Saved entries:
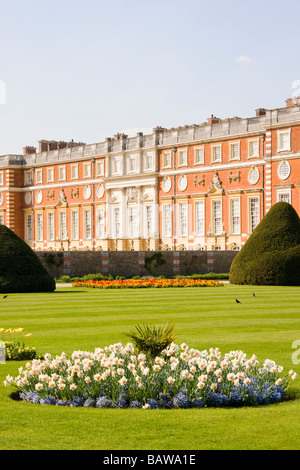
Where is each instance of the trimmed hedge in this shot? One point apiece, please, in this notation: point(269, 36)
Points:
point(271, 255)
point(20, 268)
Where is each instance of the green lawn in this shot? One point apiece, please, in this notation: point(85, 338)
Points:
point(70, 319)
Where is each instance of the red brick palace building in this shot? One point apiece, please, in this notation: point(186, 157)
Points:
point(201, 186)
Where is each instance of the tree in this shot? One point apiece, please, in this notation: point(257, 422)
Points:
point(20, 268)
point(271, 255)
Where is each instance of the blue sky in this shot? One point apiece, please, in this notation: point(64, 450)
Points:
point(85, 70)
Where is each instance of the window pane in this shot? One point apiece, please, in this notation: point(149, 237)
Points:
point(88, 231)
point(167, 220)
point(63, 226)
point(217, 217)
point(101, 223)
point(117, 222)
point(51, 226)
point(235, 216)
point(75, 225)
point(132, 222)
point(183, 219)
point(199, 212)
point(148, 221)
point(254, 213)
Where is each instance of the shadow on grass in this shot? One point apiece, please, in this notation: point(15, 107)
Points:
point(69, 292)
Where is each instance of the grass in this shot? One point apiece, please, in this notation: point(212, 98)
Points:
point(70, 319)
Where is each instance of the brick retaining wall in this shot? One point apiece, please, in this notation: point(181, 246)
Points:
point(132, 263)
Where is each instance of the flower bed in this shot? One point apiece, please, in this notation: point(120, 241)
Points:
point(15, 347)
point(142, 283)
point(180, 377)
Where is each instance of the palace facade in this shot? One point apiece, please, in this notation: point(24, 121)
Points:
point(198, 187)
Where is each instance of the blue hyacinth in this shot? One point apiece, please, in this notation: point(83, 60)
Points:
point(104, 402)
point(135, 404)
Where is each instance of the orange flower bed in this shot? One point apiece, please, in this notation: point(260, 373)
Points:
point(143, 283)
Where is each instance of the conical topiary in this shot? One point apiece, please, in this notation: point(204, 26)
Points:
point(271, 255)
point(20, 268)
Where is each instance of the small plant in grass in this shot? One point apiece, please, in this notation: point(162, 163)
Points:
point(180, 377)
point(151, 340)
point(15, 345)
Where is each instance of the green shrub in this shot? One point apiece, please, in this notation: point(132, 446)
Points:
point(19, 352)
point(63, 279)
point(151, 340)
point(271, 255)
point(20, 268)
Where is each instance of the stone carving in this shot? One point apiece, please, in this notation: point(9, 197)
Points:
point(132, 194)
point(236, 177)
point(62, 198)
point(201, 181)
point(216, 183)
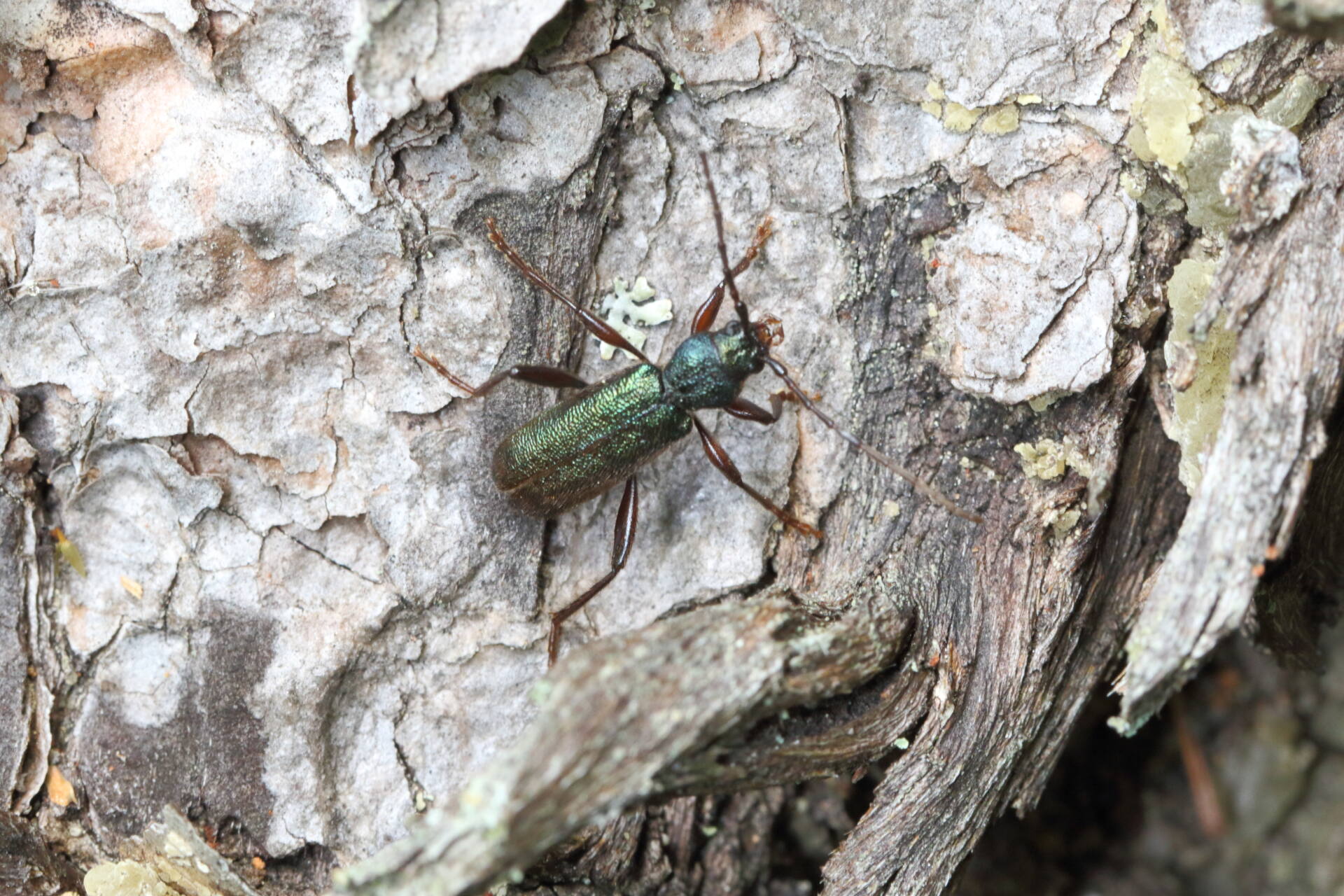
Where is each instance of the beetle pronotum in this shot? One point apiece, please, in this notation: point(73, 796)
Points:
point(605, 433)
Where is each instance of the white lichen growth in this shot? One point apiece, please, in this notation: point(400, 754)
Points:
point(1198, 410)
point(1050, 458)
point(1294, 102)
point(1168, 101)
point(626, 308)
point(124, 879)
point(1042, 461)
point(1062, 520)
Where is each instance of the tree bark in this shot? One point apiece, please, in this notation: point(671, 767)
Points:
point(304, 615)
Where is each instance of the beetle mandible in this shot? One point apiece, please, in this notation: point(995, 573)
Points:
point(608, 430)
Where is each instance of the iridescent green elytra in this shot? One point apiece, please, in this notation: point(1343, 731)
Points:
point(608, 430)
point(598, 437)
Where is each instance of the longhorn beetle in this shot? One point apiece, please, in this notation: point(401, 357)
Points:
point(605, 433)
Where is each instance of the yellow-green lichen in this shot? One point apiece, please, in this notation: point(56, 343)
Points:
point(958, 118)
point(1060, 520)
point(124, 879)
point(1294, 102)
point(1166, 105)
point(1198, 410)
point(1043, 461)
point(1002, 120)
point(1209, 158)
point(1050, 458)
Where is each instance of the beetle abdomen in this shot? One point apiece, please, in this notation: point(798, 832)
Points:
point(588, 442)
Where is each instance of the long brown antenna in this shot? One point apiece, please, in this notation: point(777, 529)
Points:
point(783, 372)
point(723, 248)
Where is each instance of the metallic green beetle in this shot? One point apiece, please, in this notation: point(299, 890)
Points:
point(606, 431)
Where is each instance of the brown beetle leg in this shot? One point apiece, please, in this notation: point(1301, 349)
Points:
point(592, 323)
point(704, 318)
point(626, 519)
point(746, 410)
point(720, 458)
point(536, 374)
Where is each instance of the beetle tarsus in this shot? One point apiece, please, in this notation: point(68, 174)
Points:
point(626, 520)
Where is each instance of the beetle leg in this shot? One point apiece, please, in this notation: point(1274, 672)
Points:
point(592, 323)
point(625, 522)
point(752, 412)
point(536, 374)
point(720, 458)
point(704, 318)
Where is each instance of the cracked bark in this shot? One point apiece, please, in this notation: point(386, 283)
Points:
point(340, 622)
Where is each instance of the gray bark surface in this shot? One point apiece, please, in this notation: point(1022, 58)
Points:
point(309, 637)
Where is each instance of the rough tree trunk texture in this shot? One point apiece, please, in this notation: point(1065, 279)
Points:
point(1079, 265)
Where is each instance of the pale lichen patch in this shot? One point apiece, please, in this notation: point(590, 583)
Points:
point(1002, 120)
point(628, 307)
point(1198, 410)
point(1168, 101)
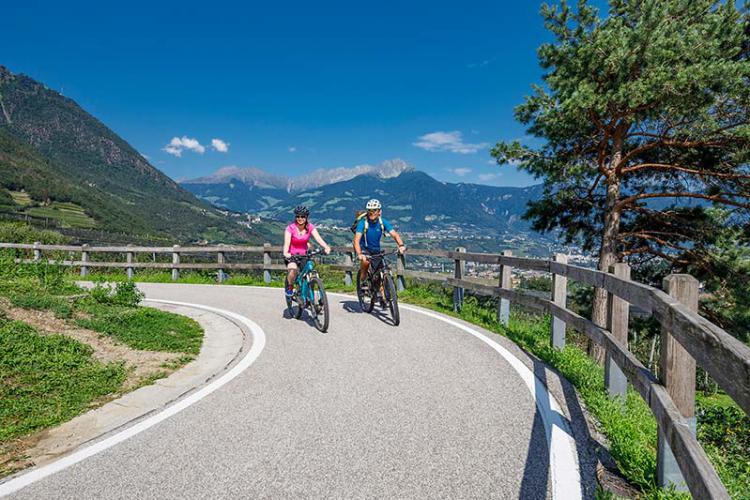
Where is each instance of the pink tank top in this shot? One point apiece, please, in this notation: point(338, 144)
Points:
point(298, 245)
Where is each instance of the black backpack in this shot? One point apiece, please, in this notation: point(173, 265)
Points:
point(358, 215)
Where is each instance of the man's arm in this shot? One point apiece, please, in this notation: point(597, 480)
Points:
point(397, 238)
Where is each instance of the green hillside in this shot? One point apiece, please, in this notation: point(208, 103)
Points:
point(61, 165)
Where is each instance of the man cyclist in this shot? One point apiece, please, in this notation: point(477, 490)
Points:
point(367, 236)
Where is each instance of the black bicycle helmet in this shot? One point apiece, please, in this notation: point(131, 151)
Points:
point(301, 211)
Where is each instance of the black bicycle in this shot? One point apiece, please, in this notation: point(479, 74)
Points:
point(308, 292)
point(379, 286)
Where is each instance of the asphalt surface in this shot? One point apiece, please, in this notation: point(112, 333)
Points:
point(366, 410)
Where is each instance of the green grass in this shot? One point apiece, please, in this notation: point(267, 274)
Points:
point(69, 214)
point(21, 198)
point(47, 379)
point(630, 428)
point(144, 328)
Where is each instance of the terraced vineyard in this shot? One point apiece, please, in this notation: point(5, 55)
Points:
point(68, 214)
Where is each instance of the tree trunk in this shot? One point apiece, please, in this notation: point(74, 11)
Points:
point(608, 250)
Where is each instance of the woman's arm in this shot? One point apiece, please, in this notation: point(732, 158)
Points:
point(320, 241)
point(287, 243)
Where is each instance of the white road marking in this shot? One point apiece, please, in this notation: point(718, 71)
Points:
point(565, 471)
point(259, 342)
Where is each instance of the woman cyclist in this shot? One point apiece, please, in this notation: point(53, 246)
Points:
point(297, 240)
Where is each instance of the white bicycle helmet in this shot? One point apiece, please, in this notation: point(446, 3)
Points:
point(373, 204)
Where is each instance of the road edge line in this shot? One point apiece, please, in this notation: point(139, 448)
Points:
point(259, 342)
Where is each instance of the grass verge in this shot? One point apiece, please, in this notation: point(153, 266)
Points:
point(47, 379)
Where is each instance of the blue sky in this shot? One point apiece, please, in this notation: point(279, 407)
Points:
point(293, 86)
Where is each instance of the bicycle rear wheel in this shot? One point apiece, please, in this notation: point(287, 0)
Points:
point(392, 298)
point(365, 303)
point(319, 304)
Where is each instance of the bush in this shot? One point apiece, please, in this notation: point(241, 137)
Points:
point(124, 294)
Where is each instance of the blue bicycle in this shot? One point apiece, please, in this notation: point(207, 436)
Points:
point(308, 292)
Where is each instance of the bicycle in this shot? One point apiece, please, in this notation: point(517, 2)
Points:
point(308, 292)
point(380, 286)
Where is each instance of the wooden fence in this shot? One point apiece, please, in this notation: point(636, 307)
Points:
point(686, 337)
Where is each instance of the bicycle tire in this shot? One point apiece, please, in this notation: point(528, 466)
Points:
point(364, 304)
point(319, 304)
point(391, 296)
point(292, 305)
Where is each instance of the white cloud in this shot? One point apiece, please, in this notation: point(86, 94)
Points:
point(177, 145)
point(461, 171)
point(489, 177)
point(447, 141)
point(219, 145)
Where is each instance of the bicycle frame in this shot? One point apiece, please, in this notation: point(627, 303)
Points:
point(303, 278)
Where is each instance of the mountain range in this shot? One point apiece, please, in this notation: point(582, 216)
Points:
point(61, 165)
point(412, 199)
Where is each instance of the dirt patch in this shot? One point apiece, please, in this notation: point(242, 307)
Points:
point(140, 365)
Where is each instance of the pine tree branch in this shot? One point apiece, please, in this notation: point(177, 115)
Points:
point(667, 166)
point(717, 198)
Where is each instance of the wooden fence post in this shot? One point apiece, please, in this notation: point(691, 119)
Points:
point(221, 259)
point(559, 297)
point(175, 260)
point(503, 305)
point(348, 262)
point(400, 267)
point(617, 324)
point(266, 262)
point(677, 373)
point(459, 270)
point(84, 259)
point(129, 259)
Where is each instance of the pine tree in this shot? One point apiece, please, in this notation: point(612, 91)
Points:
point(645, 121)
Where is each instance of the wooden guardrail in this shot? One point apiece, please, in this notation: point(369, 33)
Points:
point(687, 338)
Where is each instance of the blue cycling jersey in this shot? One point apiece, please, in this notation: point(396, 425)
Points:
point(371, 240)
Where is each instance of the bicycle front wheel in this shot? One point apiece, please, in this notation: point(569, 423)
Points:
point(319, 304)
point(392, 298)
point(364, 301)
point(292, 303)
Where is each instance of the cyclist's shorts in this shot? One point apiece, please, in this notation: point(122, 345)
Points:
point(300, 263)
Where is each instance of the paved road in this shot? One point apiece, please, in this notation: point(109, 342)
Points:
point(366, 410)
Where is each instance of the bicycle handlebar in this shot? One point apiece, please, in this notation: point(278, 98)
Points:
point(310, 253)
point(381, 254)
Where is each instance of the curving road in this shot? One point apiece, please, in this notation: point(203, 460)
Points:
point(367, 410)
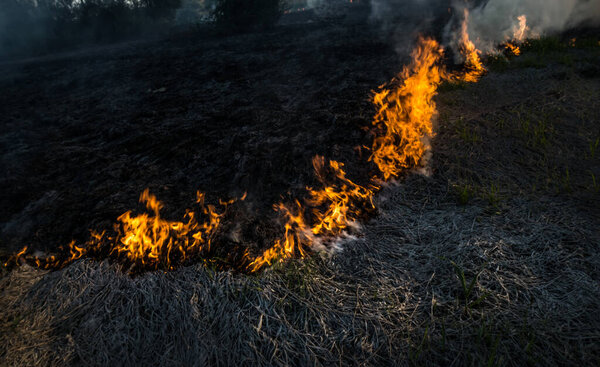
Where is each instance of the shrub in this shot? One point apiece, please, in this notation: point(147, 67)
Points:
point(239, 15)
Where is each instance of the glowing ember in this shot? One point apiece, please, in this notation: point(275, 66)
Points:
point(473, 62)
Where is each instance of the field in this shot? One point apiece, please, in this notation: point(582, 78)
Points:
point(491, 259)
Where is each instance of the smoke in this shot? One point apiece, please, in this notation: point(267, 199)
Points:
point(497, 20)
point(490, 21)
point(403, 20)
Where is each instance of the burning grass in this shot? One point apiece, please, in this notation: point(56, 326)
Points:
point(430, 282)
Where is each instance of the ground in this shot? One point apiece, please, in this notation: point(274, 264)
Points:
point(492, 259)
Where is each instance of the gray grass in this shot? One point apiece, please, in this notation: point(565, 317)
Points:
point(394, 295)
point(390, 297)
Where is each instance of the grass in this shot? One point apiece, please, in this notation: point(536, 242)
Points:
point(466, 132)
point(517, 292)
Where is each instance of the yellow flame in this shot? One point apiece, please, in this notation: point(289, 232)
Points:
point(468, 50)
point(520, 31)
point(405, 113)
point(404, 124)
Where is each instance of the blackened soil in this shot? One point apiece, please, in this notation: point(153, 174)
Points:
point(83, 134)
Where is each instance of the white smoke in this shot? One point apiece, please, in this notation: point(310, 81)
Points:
point(496, 20)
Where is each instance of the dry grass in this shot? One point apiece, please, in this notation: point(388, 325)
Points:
point(510, 278)
point(391, 297)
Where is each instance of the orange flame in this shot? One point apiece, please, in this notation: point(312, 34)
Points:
point(513, 48)
point(519, 34)
point(147, 240)
point(335, 208)
point(473, 62)
point(520, 31)
point(405, 113)
point(403, 118)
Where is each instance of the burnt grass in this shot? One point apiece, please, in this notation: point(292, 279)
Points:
point(491, 260)
point(84, 134)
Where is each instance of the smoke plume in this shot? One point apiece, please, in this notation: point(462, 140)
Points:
point(496, 21)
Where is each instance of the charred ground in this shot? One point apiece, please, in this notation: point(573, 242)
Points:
point(492, 260)
point(83, 134)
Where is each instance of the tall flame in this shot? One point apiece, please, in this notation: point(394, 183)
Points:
point(403, 127)
point(473, 62)
point(405, 113)
point(519, 34)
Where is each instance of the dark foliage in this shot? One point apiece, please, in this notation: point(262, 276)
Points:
point(236, 15)
point(28, 27)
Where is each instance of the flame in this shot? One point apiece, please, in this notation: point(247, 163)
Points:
point(520, 31)
point(513, 48)
point(405, 113)
point(146, 240)
point(403, 121)
point(468, 50)
point(519, 34)
point(335, 207)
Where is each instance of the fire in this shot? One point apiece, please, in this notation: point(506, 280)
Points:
point(513, 48)
point(519, 34)
point(404, 125)
point(145, 240)
point(468, 50)
point(520, 30)
point(405, 113)
point(335, 207)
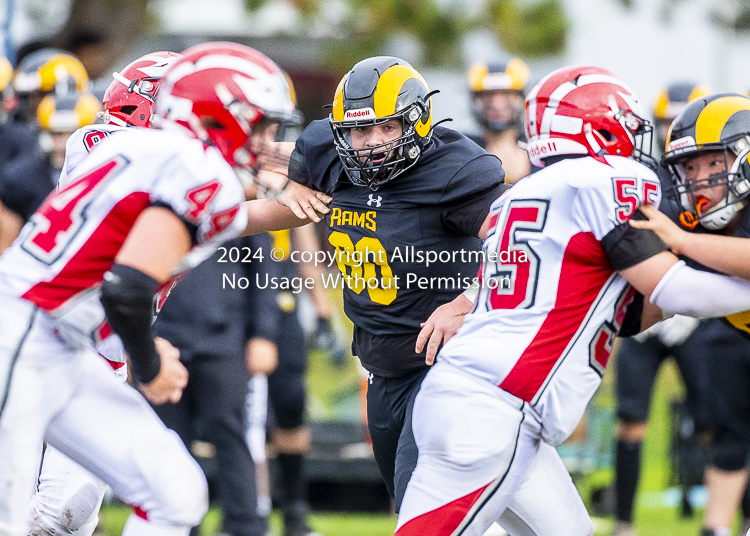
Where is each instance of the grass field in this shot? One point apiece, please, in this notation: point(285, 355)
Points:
point(651, 519)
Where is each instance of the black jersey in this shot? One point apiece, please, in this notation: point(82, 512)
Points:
point(384, 239)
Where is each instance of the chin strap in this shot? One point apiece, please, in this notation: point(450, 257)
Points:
point(690, 220)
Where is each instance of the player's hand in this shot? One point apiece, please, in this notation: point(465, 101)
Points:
point(665, 228)
point(172, 377)
point(304, 202)
point(441, 326)
point(261, 355)
point(676, 330)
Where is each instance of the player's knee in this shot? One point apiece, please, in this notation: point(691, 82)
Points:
point(729, 456)
point(72, 514)
point(179, 492)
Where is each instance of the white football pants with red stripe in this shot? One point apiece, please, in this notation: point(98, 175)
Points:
point(68, 497)
point(70, 398)
point(481, 460)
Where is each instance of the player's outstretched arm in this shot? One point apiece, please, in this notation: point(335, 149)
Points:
point(296, 207)
point(674, 287)
point(172, 377)
point(154, 247)
point(727, 254)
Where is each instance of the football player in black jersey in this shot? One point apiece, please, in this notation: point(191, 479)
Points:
point(707, 153)
point(639, 359)
point(404, 191)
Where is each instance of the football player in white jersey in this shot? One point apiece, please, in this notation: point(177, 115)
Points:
point(101, 246)
point(68, 497)
point(563, 273)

> PROBLEM STATEMENT
Print nothing but the lines from the line with "Where is each instance of the chin" to the last line of the records above. Both of those lines count.

> ANSWER FOR THE TASK
Where is each instance of the chin strap in this shot? One point apiece, please, in this notation: point(450, 257)
Points:
point(690, 220)
Where is each instance of the player's hand in this shot? One point apiece, please, in this notation: point(465, 101)
Points:
point(665, 228)
point(172, 377)
point(304, 202)
point(441, 326)
point(261, 355)
point(676, 330)
Where is each instance of the player's knee in this shot? One point apiece, please, in this notation: point(691, 82)
Points:
point(729, 456)
point(72, 514)
point(179, 492)
Where is each instance of the white football pants with red stripe in this shot? One point apiece, please, in this notation: point(98, 175)
Points:
point(68, 497)
point(70, 398)
point(481, 460)
Where is each instance of the player's outstretched arm in this shot? One point apiece, please, in this notation: point(335, 149)
Points:
point(296, 207)
point(674, 287)
point(172, 377)
point(154, 247)
point(727, 254)
Where is each instance of the football player in black jersey in this shot? One point apiece, please, in this notation: point(191, 479)
Points:
point(707, 153)
point(639, 359)
point(404, 191)
Where is each instance of the football player in white jersey in this shot? One point apiece, please, in this notation: point(177, 115)
Points:
point(101, 246)
point(68, 497)
point(563, 273)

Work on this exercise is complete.